- **TEXT SECTION**
━━━━

# what would you expect to pay for a towbar?



## Brianp (6 Jun 2007)

hi all
recently given a quote of €1700 incl vat for a towbar to put onto my car....to tow the boat. I was quoted 450 for the part, 350 for the wiring of it, and around 650 for labour excl vat. ... i nearly popped a hernia when given the quote? please tell me thats expensive and there are better deals out there. 

thanks 
B


----------



## BlueSpud (6 Jun 2007)

You could buy a tow-bar with a car attached for that price.....


----------



## petelomejor (6 Jun 2007)

Brian,

Yeah, a bit dear ok.
They are charging you over the top. The hourly rate for labour would be approx € 100 inc vat, which is dear in itself, multiply that by 5 hours max, which would, by right include the wiring ,, by the way.
The towbar should cost no more than 200 inc vat @ 21%.
A Witte or Bosal towbar should be available from a good car parts supplier, that would also be certified !.
I would check with a decent garage that is not paying for the large glass facade and the stainless steel bollards.
Best of luck


----------



## Brianp (6 Jun 2007)

thanks petelomejor & bluespud. 
Does it matter what car i have? Towbars are pretty much standard arnt they?.... kind of like one size fits all?


----------



## ford jedi (6 Jun 2007)

yes it does matter what car you have all new cars have can/tin/sin wiring systems the days of some moron clamping in to you wiring harness is gone ,but in saying that that price is unreal unless its a new merc or somthing similar what are you driving?


----------



## Brianp (6 Jun 2007)

[ what are you driving?[/quote]

the car we want to put the towbar on is a bmw 3 series 2003 model


----------



## potnoodler (7 Jun 2007)

robbery, both parts and labour


----------



## dble8 (7 Jun 2007)

is it gold plated with sat nav or something?

━━━━

- **TO DO**
A – Translate this sentence from the towbar thread into Spanish: "I would check with a decent garage that is not paying for the large glass facade and the stainless steel bollards."
B – In the towbar thread, what car does Brianp want the towbar fitted to?
The entries aren't required for any of this work.

- **Object point labels**
━━━━

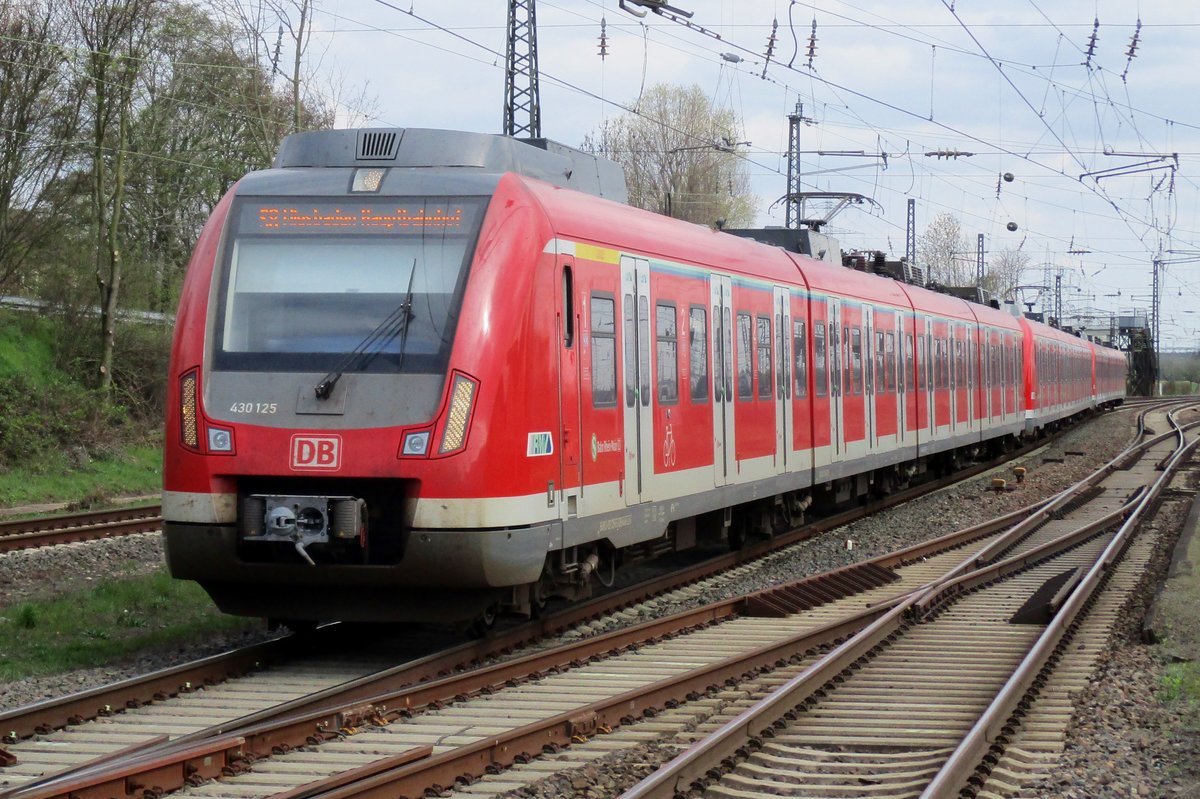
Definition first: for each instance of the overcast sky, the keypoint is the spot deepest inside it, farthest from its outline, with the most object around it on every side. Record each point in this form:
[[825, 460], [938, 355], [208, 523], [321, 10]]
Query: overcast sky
[[1007, 80]]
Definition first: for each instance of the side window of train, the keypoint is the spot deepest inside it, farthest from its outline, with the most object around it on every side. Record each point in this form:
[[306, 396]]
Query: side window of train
[[943, 364], [765, 360], [799, 353], [922, 362], [907, 362], [784, 367], [833, 350], [847, 362], [893, 385], [745, 355], [820, 374], [666, 352], [697, 353], [881, 365], [630, 334], [856, 349], [568, 307], [604, 352]]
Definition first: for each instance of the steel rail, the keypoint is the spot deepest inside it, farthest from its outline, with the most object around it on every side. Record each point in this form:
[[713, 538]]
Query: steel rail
[[393, 692], [747, 731], [22, 722], [969, 756], [54, 530], [330, 709]]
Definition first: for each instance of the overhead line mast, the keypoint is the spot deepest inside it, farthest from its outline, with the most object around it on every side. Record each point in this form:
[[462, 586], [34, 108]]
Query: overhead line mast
[[522, 103]]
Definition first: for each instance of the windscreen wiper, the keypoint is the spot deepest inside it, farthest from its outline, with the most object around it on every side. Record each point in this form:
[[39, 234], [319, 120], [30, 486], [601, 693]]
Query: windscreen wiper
[[377, 338]]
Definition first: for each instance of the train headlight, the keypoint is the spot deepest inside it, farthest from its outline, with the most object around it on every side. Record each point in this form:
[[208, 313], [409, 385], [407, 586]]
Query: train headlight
[[220, 439], [415, 444], [189, 410], [462, 397]]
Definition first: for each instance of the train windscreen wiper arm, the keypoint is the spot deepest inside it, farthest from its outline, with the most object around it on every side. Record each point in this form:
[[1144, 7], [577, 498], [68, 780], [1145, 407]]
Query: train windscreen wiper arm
[[377, 338]]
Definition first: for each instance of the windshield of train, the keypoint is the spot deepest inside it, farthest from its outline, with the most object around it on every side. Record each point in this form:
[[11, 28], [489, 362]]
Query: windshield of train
[[307, 282]]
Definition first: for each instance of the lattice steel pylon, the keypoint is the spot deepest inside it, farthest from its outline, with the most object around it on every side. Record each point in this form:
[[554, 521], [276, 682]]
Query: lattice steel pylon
[[521, 95], [793, 167]]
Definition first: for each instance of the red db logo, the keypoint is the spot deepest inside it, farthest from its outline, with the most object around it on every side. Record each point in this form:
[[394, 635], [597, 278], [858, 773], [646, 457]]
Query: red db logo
[[316, 452]]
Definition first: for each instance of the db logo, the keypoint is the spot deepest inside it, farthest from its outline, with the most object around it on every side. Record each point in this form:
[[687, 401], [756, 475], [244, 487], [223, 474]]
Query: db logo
[[316, 452]]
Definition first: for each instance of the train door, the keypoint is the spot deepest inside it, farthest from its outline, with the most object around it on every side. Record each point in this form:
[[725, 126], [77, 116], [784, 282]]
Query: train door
[[969, 376], [898, 366], [930, 373], [724, 451], [997, 374], [870, 380], [784, 410], [961, 406], [953, 378], [635, 310], [837, 396], [569, 379]]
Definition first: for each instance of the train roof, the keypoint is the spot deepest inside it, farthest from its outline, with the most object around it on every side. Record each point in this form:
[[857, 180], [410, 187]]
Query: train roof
[[583, 217], [413, 150]]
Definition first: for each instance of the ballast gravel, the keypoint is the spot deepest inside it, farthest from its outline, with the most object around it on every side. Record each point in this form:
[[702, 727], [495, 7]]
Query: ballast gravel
[[1121, 727]]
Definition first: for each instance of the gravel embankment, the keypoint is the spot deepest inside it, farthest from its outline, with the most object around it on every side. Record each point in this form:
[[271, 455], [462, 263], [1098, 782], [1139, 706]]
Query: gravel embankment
[[1128, 731], [71, 568]]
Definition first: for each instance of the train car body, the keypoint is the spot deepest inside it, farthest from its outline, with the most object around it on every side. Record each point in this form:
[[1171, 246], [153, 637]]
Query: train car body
[[432, 384]]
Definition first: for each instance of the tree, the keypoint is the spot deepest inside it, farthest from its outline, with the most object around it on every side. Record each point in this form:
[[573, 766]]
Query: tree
[[1005, 270], [39, 115], [115, 35], [945, 253], [681, 157], [207, 116]]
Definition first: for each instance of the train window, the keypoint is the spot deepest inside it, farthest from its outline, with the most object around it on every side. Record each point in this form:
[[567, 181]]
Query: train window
[[936, 356], [666, 352], [856, 352], [568, 308], [763, 358], [972, 361], [907, 362], [630, 332], [727, 353], [892, 362], [922, 362], [847, 362], [799, 354], [820, 374], [881, 365], [697, 353], [604, 352], [745, 355], [960, 364], [943, 362], [643, 349], [718, 350], [783, 371]]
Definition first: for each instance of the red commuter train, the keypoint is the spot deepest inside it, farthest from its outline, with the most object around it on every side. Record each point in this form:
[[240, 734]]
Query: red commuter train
[[430, 374]]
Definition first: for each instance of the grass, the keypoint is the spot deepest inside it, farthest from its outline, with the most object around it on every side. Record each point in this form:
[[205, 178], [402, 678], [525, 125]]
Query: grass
[[105, 623], [1181, 683], [132, 472]]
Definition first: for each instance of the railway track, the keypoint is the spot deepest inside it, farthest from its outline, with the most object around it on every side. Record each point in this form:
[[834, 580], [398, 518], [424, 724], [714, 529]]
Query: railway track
[[52, 530], [964, 689], [468, 724]]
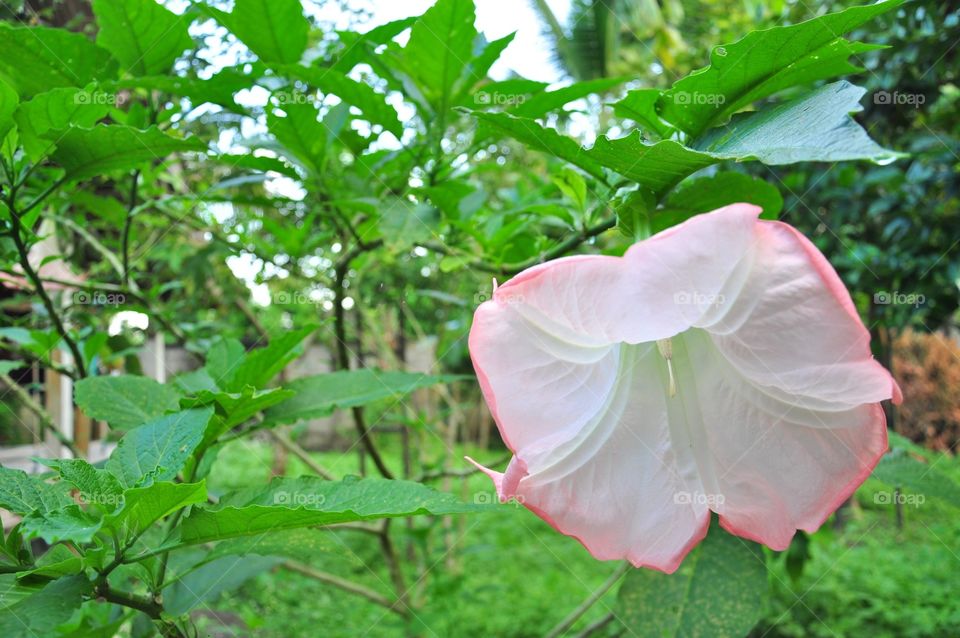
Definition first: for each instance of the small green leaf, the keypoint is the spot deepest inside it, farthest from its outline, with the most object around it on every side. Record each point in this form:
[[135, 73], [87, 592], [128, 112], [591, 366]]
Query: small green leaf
[[142, 34], [125, 401], [37, 59], [158, 449], [143, 506], [87, 152], [320, 395], [719, 591], [308, 501], [39, 612], [21, 493]]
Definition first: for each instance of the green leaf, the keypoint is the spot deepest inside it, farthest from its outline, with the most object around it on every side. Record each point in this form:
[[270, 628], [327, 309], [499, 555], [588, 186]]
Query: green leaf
[[704, 194], [37, 59], [261, 365], [158, 450], [640, 106], [42, 119], [289, 503], [361, 95], [763, 63], [39, 612], [143, 35], [96, 486], [441, 42], [901, 469], [318, 396], [275, 30], [815, 127], [718, 591], [88, 152], [543, 103], [8, 104], [300, 133], [21, 493], [66, 524], [125, 401], [144, 506]]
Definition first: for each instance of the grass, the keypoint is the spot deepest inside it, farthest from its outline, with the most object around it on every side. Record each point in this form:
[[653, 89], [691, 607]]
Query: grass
[[509, 574]]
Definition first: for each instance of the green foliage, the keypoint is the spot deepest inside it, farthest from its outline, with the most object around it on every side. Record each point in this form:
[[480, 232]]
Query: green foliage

━━━━

- **OUTPUTS BY TASK**
A – Yo consultaría con un taller decente que no esté pagando la gran fachada de cristal y los bolardos de acero inoxidable.

B – A 2003 BMW 3 Series.